| Work instructions |
Say only the number of lines in the entries below that contain "pier".
***** Dataset extract *****
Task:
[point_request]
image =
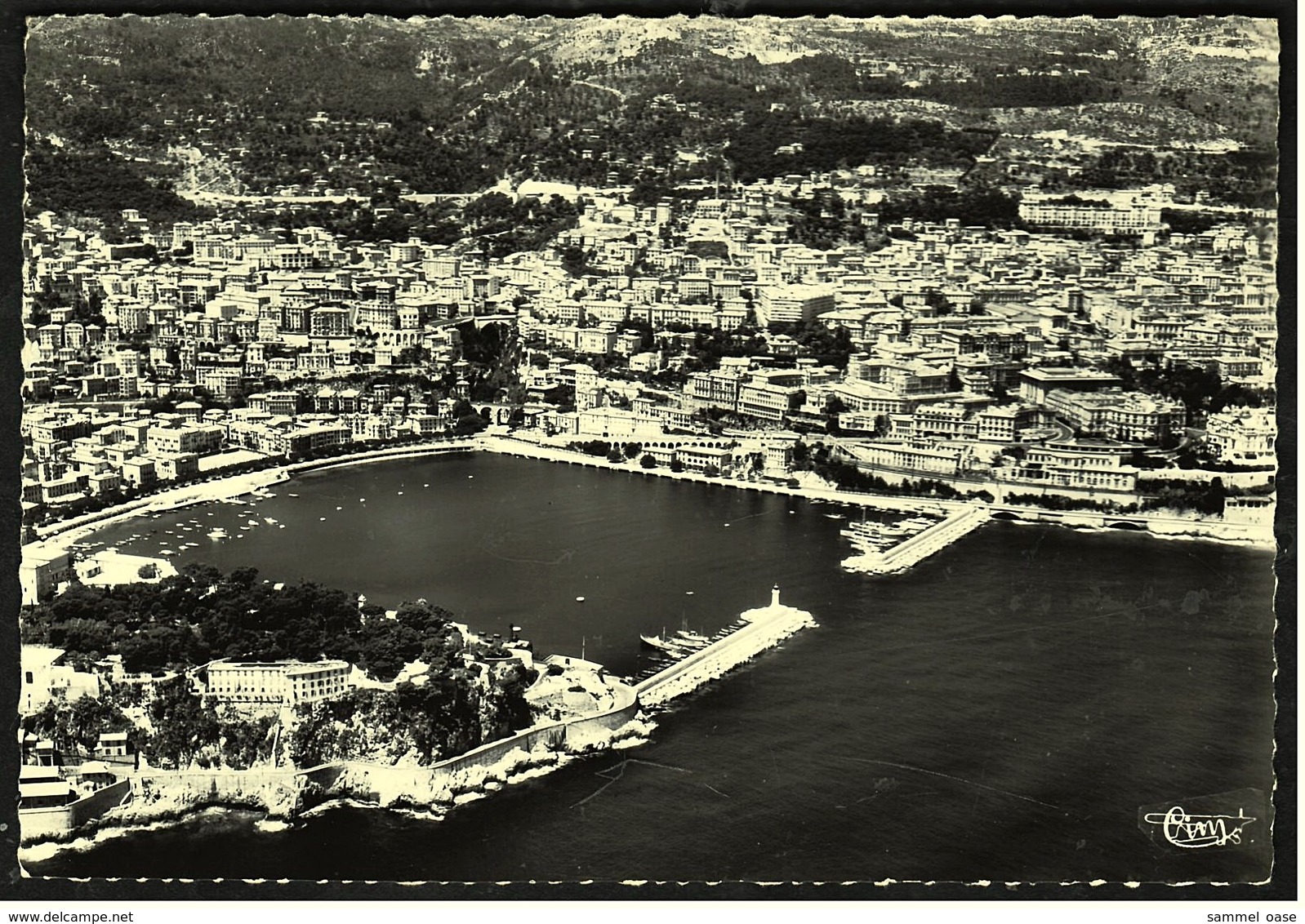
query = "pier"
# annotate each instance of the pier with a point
*****
| Task response |
2